Copy the following lines word for word.

==*==

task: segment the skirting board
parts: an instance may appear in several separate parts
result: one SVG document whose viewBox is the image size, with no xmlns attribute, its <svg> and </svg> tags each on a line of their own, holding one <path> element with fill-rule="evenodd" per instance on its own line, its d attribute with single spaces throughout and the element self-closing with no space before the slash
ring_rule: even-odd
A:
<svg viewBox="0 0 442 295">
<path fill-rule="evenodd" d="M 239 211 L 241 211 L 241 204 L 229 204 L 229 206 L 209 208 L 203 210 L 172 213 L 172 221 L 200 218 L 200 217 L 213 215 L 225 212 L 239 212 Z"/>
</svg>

==*==

■ **Finished exercise**
task: segment the skirting board
parts: an instance may appear in several separate parts
result: one SVG document whose viewBox is the image size, with no xmlns attribute, its <svg> and </svg> tags each on a line of their own, holding one <path> element with fill-rule="evenodd" per instance on its own line, its d attribute with single spaces throughout and the element self-closing with no space before the slash
ring_rule: even-odd
A:
<svg viewBox="0 0 442 295">
<path fill-rule="evenodd" d="M 239 211 L 241 211 L 241 204 L 229 204 L 229 206 L 209 208 L 203 210 L 172 213 L 172 221 L 200 218 L 200 217 L 213 215 L 225 212 L 239 212 Z"/>
</svg>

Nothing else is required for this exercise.